Rewrite the items below, changing each "duck's" to "bird's" and leaving everything else as it is.

Detection items:

↓

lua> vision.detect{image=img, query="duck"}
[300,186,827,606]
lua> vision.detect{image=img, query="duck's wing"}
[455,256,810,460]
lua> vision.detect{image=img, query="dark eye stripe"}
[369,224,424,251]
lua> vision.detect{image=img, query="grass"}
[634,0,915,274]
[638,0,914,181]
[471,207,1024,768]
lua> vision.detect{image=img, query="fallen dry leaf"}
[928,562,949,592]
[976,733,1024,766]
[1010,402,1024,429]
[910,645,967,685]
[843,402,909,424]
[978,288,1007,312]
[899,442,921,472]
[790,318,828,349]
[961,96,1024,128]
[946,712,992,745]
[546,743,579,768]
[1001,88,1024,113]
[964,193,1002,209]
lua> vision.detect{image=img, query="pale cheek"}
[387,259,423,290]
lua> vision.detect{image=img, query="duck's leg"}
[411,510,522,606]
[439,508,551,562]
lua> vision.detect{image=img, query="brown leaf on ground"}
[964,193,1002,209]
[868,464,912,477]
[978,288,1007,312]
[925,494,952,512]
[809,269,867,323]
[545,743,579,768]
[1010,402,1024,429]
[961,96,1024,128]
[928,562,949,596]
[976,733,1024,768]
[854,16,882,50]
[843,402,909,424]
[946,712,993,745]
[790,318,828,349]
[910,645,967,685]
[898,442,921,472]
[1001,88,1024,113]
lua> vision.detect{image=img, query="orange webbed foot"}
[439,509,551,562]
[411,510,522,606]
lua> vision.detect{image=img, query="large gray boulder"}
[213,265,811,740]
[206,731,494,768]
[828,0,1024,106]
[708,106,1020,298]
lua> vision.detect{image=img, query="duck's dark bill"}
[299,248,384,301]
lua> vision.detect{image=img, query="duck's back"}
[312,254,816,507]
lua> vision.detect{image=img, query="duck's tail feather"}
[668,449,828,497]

↑

__Task result__
lua> vision.detect{image=img, query="duck"}
[300,186,827,606]
lua> vision.detect{image=img, query="bird's wing"}
[455,256,810,460]
lua> vision.detect{image=img, query="dark eye stripe"}
[369,224,424,251]
lua> vision.detect{image=img, query="grass"}
[634,0,915,274]
[638,0,914,181]
[471,207,1024,768]
lua> vision.detect{image=img, query="fallen dry leaf"}
[928,562,949,592]
[976,733,1024,766]
[1010,402,1024,429]
[910,645,967,685]
[843,402,909,424]
[978,288,1007,312]
[899,442,921,472]
[790,318,828,349]
[961,96,1024,128]
[946,712,992,745]
[546,743,579,768]
[1001,88,1024,113]
[964,193,1002,209]
lua> vision.detect{image=img, query="pale cheek"}
[387,259,423,290]
lua> vision.detect{image=img, query="bird's leg"}
[411,510,522,606]
[439,508,551,562]
lua> vision.detect{image=img, query="brown leaf on ground"}
[964,193,1002,209]
[868,464,912,477]
[978,288,1007,312]
[925,494,952,512]
[809,269,867,323]
[545,743,579,768]
[1010,402,1024,429]
[961,96,1024,128]
[928,562,949,596]
[976,733,1024,768]
[854,16,882,50]
[843,402,909,424]
[946,712,993,745]
[790,318,828,349]
[910,645,967,685]
[898,442,921,472]
[1001,88,1024,113]
lua> vision.detect{image=img, query="orange webbed foot"}
[439,509,551,562]
[411,510,522,606]
lua> vision.detect{image=img, query="large gray boulder"}
[213,265,811,740]
[206,731,494,768]
[828,0,1024,106]
[708,106,1020,298]
lua> vision.detect{image=img, query="bird's dark bill"}
[299,248,384,301]
lua> vision.detect{image=img, query="bird's back"}
[312,254,816,507]
lua> vision.detect{image=img, query="bird's tail feather"}
[668,449,828,497]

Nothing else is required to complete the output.